Records excerpted from a collection:
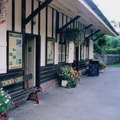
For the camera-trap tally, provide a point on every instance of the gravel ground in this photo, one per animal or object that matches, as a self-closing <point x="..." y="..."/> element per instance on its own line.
<point x="95" y="98"/>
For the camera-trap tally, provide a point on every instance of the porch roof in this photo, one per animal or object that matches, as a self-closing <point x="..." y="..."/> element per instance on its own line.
<point x="89" y="12"/>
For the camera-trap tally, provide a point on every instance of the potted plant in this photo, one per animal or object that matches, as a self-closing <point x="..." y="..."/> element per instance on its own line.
<point x="69" y="77"/>
<point x="3" y="11"/>
<point x="5" y="104"/>
<point x="102" y="66"/>
<point x="73" y="35"/>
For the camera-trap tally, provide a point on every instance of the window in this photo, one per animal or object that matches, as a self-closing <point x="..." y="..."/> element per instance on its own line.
<point x="50" y="51"/>
<point x="61" y="53"/>
<point x="15" y="47"/>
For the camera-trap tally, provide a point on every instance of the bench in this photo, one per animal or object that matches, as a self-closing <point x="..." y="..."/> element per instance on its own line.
<point x="27" y="93"/>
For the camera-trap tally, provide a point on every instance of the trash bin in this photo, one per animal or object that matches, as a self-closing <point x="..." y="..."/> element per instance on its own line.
<point x="93" y="68"/>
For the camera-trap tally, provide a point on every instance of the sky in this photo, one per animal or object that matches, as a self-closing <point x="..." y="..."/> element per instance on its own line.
<point x="110" y="8"/>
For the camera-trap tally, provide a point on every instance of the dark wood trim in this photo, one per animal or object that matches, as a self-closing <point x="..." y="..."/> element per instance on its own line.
<point x="23" y="11"/>
<point x="13" y="15"/>
<point x="38" y="57"/>
<point x="57" y="23"/>
<point x="77" y="57"/>
<point x="88" y="26"/>
<point x="67" y="24"/>
<point x="52" y="22"/>
<point x="92" y="34"/>
<point x="39" y="20"/>
<point x="18" y="69"/>
<point x="46" y="52"/>
<point x="88" y="48"/>
<point x="32" y="3"/>
<point x="99" y="37"/>
<point x="46" y="34"/>
<point x="30" y="17"/>
<point x="23" y="29"/>
<point x="38" y="60"/>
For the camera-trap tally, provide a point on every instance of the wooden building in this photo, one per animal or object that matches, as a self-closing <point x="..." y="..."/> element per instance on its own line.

_TRY IT_.
Quote every entry exactly, with the pictures omitted.

_ANSWER TO THIS TASK_.
For the camera-trap tally, provide a point on every instance of the gravel ground in this photo, one per animal or object that matches, as a self-closing <point x="..." y="..."/> element per instance on its own line.
<point x="95" y="98"/>
For the camera-trap tally, provide a point on every instance of the porch roof in this photo, one per animal or object that matches, as a self-closing <point x="..." y="..."/> element per instance on its own line.
<point x="89" y="12"/>
For the camera-trap tally, provide a point on every instance of the potted plant in this photo, one per animal or object that matches, as a self-closing <point x="..." y="..."/> element per instance on its own line.
<point x="69" y="77"/>
<point x="3" y="11"/>
<point x="5" y="104"/>
<point x="102" y="66"/>
<point x="73" y="35"/>
For the camera-trap tally, provide a point on every instance of the window in this photo, one per animal or object that matches, as a self-closing <point x="..." y="..."/> element per instance on its own line.
<point x="50" y="51"/>
<point x="61" y="53"/>
<point x="15" y="47"/>
For the camera-trap tally, provide a point on every instance of the bench in this photo, one per animal or object that matches, as a self-closing <point x="..." y="..."/> element per instance on its own line.
<point x="27" y="93"/>
For the camera-trap tally, provide a point on every instance of the trash bin in this photo, one per animal or object that matches, as a self-closing <point x="..." y="..."/> element per instance on its own line.
<point x="93" y="68"/>
For the camera-trap tally, provide a point on every instance of the sky in this photo, one per animal or object that matches, as a self-closing <point x="..." y="..."/> element per instance on its own line.
<point x="110" y="8"/>
For the camera-trap tally, provide a point on every instance of the dark wood trim in this photo, one per animal or object that matches, as a self-closing <point x="..." y="..."/> element per instance on its own line.
<point x="23" y="11"/>
<point x="13" y="15"/>
<point x="38" y="57"/>
<point x="57" y="23"/>
<point x="77" y="57"/>
<point x="88" y="26"/>
<point x="67" y="24"/>
<point x="52" y="22"/>
<point x="92" y="34"/>
<point x="39" y="20"/>
<point x="18" y="69"/>
<point x="46" y="52"/>
<point x="88" y="48"/>
<point x="32" y="3"/>
<point x="99" y="37"/>
<point x="46" y="34"/>
<point x="30" y="17"/>
<point x="23" y="29"/>
<point x="38" y="60"/>
For the camera-trap tally, provide a point on every instance of the wooden building in this photo, one per animal or object that matches, as a self-closing <point x="..." y="..."/> element per instance on its own line.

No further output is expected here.